- _Given exercise A_
Answer these questions about the article on GST reforms:
(i) Which publication's story does the article cite for S&P's August 19 statement?
(ii) What title does the article give for YeeFarn Phua?
(iii) In what setting did YeeFarn Phua make the quoted remarks?

- _Document segment_
● ● ● ● ● ● ●

GST reforms to boost economy, says S&P

GST

Rama Krishna Sangem

At a time when Indian businessmen are concerned over US President Trump’s tariffs impact on the economy, global rating agencies are providing some good news. That Indian economy would get a leg up, boost in the revenues over a long term. Lower rates, lower prices and higher consumption and higher revenues – this is their guestimate for India.

Global rating agency S&P on August 19 Tuesday said that it does not expect the proposed rate rationalisation under the goods and services tax (GST) to impact revenue collections in the long term, while in the short run it could boost consumption spending, says a Business Today story.

“With the proposed two rate, the effective rate can be lower but because of easier implementation and accounting processes, there could be a boost to fiscal revenue over the longer term,” said YeeFarn Phua, Director, Sovereign and International Public Finance Ratings, S&P Global Ratings in a webinar on August 19, Tuesday.

While it is still very early days to gauge the actual fiscal impact of the proposed move, he said it is unlikely that the government will reform the tax system to the point that it will hit revenues.

● ● ● ● ● ● ●

- _Records shown_
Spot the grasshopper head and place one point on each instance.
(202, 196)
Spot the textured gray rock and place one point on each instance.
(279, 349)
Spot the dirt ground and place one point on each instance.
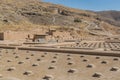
(36, 65)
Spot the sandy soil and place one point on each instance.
(33, 65)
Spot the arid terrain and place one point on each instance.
(45, 41)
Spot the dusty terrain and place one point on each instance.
(84, 46)
(33, 65)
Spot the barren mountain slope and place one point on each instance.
(31, 14)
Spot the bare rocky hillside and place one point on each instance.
(32, 14)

● ● ● ● ● ● ●

- _Given exercise B_
Rescale the listing between the line containing "Spot the dusty" and the end of the listing, inclusive. Reproduce every line, including each request, with each point coordinate in the answers multiplied by 1.1 and rounded to the nearest whole number, with halves rounded up.

- _Exercise result A_
(i) Business Today
(ii) Director, Sovereign and International Public Finance Ratings, S&P Global Ratings
(iii) A webinar on Tuesday, August 19

- _Exercise result B_
Spot the dusty terrain and place one point on each instance.
(92, 51)
(36, 72)
Spot the barren mountain slope and place one point on each instance.
(34, 15)
Spot the bare rocky hillside and place one point on each instance.
(35, 15)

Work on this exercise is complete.